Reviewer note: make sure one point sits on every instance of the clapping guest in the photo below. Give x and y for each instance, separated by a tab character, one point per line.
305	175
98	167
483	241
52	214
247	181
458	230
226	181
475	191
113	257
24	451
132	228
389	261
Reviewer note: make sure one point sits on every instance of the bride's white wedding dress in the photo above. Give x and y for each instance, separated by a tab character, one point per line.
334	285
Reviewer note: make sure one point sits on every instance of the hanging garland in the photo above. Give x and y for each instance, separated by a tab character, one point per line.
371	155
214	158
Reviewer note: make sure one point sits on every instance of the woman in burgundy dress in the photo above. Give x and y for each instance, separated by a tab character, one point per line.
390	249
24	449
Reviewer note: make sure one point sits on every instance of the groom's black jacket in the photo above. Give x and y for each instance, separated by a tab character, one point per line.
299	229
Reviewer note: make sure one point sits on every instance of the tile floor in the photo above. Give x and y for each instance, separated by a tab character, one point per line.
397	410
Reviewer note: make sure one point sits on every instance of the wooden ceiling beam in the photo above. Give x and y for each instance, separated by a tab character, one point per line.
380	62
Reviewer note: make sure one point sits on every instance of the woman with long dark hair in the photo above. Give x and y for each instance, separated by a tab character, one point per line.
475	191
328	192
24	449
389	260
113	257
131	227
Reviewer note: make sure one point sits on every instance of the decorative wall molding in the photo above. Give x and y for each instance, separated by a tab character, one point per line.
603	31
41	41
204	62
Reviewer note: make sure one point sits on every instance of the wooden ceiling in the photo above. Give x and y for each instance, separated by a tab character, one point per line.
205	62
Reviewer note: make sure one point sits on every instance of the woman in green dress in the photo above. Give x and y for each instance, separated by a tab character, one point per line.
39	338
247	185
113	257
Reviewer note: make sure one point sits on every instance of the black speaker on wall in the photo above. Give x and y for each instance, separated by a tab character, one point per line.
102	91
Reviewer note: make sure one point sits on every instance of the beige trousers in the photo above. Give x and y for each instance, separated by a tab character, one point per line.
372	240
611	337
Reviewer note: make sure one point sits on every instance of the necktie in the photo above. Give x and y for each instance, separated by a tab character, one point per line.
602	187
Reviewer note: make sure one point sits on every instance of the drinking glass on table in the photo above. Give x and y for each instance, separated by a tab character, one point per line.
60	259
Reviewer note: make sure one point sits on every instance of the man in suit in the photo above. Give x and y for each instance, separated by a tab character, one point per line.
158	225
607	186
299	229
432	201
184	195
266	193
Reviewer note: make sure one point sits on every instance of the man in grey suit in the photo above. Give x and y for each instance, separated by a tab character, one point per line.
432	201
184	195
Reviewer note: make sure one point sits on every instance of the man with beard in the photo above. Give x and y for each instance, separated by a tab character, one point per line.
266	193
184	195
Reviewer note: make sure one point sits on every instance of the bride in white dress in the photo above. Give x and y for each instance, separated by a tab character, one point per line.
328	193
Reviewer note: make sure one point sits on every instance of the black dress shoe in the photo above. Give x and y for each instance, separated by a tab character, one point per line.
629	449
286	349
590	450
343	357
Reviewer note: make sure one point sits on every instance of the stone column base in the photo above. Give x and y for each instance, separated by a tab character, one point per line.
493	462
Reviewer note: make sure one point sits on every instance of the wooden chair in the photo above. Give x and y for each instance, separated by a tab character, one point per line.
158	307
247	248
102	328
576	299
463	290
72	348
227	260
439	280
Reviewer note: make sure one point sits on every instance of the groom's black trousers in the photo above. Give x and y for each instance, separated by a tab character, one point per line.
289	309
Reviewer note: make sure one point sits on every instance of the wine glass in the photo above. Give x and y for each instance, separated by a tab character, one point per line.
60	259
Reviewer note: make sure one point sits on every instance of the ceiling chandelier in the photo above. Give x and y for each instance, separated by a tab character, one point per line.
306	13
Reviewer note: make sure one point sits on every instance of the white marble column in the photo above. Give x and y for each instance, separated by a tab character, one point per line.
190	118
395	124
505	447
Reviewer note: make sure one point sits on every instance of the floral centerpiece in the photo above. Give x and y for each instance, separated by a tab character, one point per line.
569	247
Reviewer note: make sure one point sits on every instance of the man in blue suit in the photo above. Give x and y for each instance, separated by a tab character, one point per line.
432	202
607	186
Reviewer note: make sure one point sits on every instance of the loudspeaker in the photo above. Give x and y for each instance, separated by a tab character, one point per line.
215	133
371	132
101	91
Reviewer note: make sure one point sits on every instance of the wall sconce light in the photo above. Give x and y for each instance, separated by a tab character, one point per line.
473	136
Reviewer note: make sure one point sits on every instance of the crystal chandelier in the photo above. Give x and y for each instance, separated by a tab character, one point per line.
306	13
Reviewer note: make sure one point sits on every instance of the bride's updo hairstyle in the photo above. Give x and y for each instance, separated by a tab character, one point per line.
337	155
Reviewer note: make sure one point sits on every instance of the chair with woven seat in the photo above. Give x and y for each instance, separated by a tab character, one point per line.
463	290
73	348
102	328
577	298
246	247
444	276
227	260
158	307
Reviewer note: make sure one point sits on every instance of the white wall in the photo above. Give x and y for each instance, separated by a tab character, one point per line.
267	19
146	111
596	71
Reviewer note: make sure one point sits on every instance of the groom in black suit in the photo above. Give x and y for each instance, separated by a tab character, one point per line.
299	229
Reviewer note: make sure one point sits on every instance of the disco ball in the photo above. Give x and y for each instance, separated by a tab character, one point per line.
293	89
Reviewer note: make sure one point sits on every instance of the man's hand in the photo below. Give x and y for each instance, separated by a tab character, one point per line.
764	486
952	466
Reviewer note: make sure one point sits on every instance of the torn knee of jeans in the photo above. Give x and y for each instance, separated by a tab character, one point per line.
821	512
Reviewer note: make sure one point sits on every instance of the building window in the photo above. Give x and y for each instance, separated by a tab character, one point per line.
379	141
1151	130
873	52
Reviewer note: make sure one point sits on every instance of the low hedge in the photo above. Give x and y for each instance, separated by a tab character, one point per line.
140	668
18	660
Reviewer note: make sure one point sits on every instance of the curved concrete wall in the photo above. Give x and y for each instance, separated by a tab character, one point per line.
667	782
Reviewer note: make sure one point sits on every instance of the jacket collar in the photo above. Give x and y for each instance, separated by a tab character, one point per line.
----------------------------------------
## SET PROBLEM
Please quote the data above in full, with no line missing.

## SOLUTION TO THIS PROBLEM
Reviewer note: make sure one point sits on every instance of the clapping guest in the photo below. Give x and y for each instance, separated by a tab character, one point per line.
305	175
98	167
483	241
52	214
247	181
458	230
226	181
475	191
113	257
24	451
132	228
389	261
Reviewer note: make sure one point sits on every instance of the bride's white wedding dress in the photo above. Give x and y for each instance, separated by a tab character, one point per line.
334	285
Reviewer note: make sure one point sits on every instance of the hanging garland in the photo above. Give x and y for each instance, separated by a tab character, one point per line.
371	155
214	158
Reviewer note: make sure one point sits on every instance of the woman in burgundy dress in the photo above. Give x and y for each instance, separated by a tab character, one point per line.
390	249
24	449
Reviewer note: make sure one point sits on every instance of the groom's black jacket in the photo above. Give x and y for each instance, separated by a tab character, one point per line.
299	229
Reviewer note: make sure one point sits on every instance of the tile floor in the photo above. Give x and y for each instance, separated by a tab character, one point per line.
397	410
Reviewer note: make sure one point sits on every instance of the wooden ceiling beam in the photo above. Give x and y for each instance, separated by a tab character, one point per line.
380	62
Reviewer note: make sure one point sits on every instance of the woman with long dark hair in the photo above. Give x and y for each instance, separated by a tab character, one point per line.
475	191
328	192
24	449
389	260
113	257
131	227
Reviewer note: make sure one point sits on every instance of the decorative wall molding in the photo above. Give x and y for each instance, separated by a tab character, one point per line.
603	31
41	41
204	62
Reviewer note: make sure one point sits on every instance of the wooden ceiling in the photo above. Give x and y for each instance, separated by a tab character, one point per line.
205	62
Reviewer note: make sure one point sits on every instance of the woman in green dress in the photo above. Give x and y for each instance, separated by a tab character, one point per line.
39	338
247	185
113	257
Reviewer note: make sure one point sits on every instance of the black speaker on wall in the photo above. Give x and y for each instance, separated by a tab character, one point per line.
102	91
Reviewer note: make sure one point sits on every instance of the beige trousers in the photo above. Give x and y for each instance, separated by a tab character, one point per line.
372	240
611	337
Reviewer note: make sure one point sits on every instance of the necktie in the photo above. Give x and y for each instance, separated by a tab character, one point per line.
602	187
Reviewer note: make sure one point sits on every instance of the drinking glass on table in the photo above. Give x and y for each instance, separated by a tab character, one point per line.
60	259
Reviewer note: make sure one point sits on every instance of the man in suit in the photo above. Give x and y for each instance, separated by a tab character, one point per line.
158	225
607	186
299	229
432	201
184	195
266	193
Reviewer note: make sure one point sits on every instance of the man in grey suit in the photo above. Give x and y for each instance, separated by a tab character, one point per line.
432	201
184	195
Reviewer note: make sure one point sits on every instance of the man with beard in the photo above. Give x and y for each instance, separated by a tab character, one point per line.
266	193
184	195
Reviewer note: make sure one point sits on every instance of the bride in white dress in the photo above. Give x and y for each instance, separated by a tab character, one point per line.
328	193
Reviewer note: make sure one point sits on every instance of the black dress shoe in the photo above. Give x and y for each instance, separated by a tab character, one point per line.
629	449
286	349
590	450
343	357
Reviewer note: make sure one point sits on every instance of the stone column base in the photo above. Give x and y for each instance, separated by a tab character, one point per line.
493	462
Reviewer note: make sure one point sits on every instance of the wooden chair in the photo above. Give x and y for each instance, separated by a tab character, one point per line.
158	307
247	248
102	328
576	299
463	290
72	348
227	260
439	280
Reviewer note: make sure one point sits on every instance of the groom's black trousers in the photo above. Give x and y for each instance, separated by a tab character, one point per line.
289	309
Reviewer note: make sure one point sits on every instance of the wine glass in the photo above. Give x and y for each instance, separated by a tab character, one point per line.
60	259
Reviewer note: make sure one point sits on every instance of the ceiling chandelier in the photo above. Give x and y for each instance, separated by a tab character, one point per line.
306	13
Reviewer note: make sure one point sits on every instance of the white marble column in the photo above. Give x and y for each instance, separated by a tab character, one point per line.
190	118
395	124
505	447
Reviewer note: make sure one point sits on every instance of the floral centerpiece in the photo above. Give x and y for each instance, separated by a tab character, one point per line.
569	247
Reviewer note: make sure one point sits on every instance of the man in blue suit in the photo above. Give x and y for each instance, separated by a tab character, one point per line.
432	202
607	186
Reviewer note: make sure one point sits on every instance of the loudspeaker in the photo above. Give x and y for each instance, separated by a tab character, one point per line.
215	133
371	132
101	91
Reviewer note: make sure one point sits on every instance of the wall sconce light in the photo above. Give x and y for each instance, separated by a tab character, one point per line.
473	136
Reviewer note: make sure one point sits on every instance of the crystal chandelier in the photo above. Give x and y for each instance, separated by a tab character, one point per line.
306	13
Reviewer note: make sure one point sits on every instance of the bride's updo hairstyle in the photo above. Give x and y for each instance, separated by a tab character, one point per line.
337	155
Reviewer note: make sure one point sits on every instance of the chair with woven seat in the photo above. Give x and y for each instance, separated by a tab character, one point per line.
463	290
73	348
102	328
577	298
246	247
444	276
227	260
158	307
Reviewer note: make sure one point sits on every instance of the white wall in the photo above. Give x and y for each instance, separated by a tab character, one point per line.
267	19
146	111
596	71
Reviewer note: make sure one point sits on every instance of the groom in black suit in the photo above. Give x and y for each instance, separated by a tab character, one point per line.
299	229
Reviewer note: make sure one point sits on every instance of the disco ball in the photo above. Give x and y for each instance, separated by a tab character, one point per line.
293	89
Reviewer note: make sure one point sits on every instance of the man's hand in the photo below. Give x and y for each instance, separated by a tab character, one point per line.
764	486
952	466
Reviewer note: make sure one point sits on every instance of the torn knee of jeans in the photo above. Give x and y for each instance, separated by a tab character, one point per line.
821	512
Reviewer note: make sure one point sits on every instance of the building window in the photo above. Give x and y for each instance, separated by a tab character, one point per line.
379	141
1151	130
873	52
Reviewer note: make sure one point sits on every instance of the low hedge in the photo above. Give x and y for each instance, separated by a tab character, one point per line.
140	668
18	660
Reviewer note: make sure one point sits on every instance of the curved concrete wall in the photo above. Give x and y for each instance, separated by a tab character, one point per line.
667	782
Reviewer note: make sure one point sits on every instance of the jacket collar in the photo above. Give x and y for each instance, separated by a tab character, one point per line.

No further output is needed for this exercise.